BRIEF. What you return must be the lines of the data that hold the word "instance".

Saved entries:
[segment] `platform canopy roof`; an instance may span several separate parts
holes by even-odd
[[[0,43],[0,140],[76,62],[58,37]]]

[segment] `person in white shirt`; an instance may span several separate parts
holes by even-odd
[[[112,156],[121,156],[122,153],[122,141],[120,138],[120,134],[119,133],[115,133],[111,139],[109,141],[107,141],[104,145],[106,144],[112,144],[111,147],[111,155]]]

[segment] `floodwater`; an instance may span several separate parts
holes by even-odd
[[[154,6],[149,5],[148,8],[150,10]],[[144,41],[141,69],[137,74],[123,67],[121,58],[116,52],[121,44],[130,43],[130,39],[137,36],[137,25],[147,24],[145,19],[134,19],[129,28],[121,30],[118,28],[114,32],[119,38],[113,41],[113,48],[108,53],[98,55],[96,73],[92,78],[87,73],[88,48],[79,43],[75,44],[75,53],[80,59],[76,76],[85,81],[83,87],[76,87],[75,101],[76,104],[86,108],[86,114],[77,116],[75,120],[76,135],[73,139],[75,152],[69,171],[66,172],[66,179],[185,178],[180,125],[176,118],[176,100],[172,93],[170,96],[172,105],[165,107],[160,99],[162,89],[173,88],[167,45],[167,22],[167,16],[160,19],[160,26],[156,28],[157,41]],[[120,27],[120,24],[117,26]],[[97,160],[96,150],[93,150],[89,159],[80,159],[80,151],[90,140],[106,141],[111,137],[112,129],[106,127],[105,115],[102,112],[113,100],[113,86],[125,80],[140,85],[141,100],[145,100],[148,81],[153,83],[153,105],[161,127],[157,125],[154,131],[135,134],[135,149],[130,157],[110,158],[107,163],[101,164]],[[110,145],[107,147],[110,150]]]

SOLUTION.
[segment] `platform canopy roof`; an instance may span several separate parts
[segment] `person in white shirt`; an instance may span several separate parts
[segment] `floodwater`; an instance may span several separate parts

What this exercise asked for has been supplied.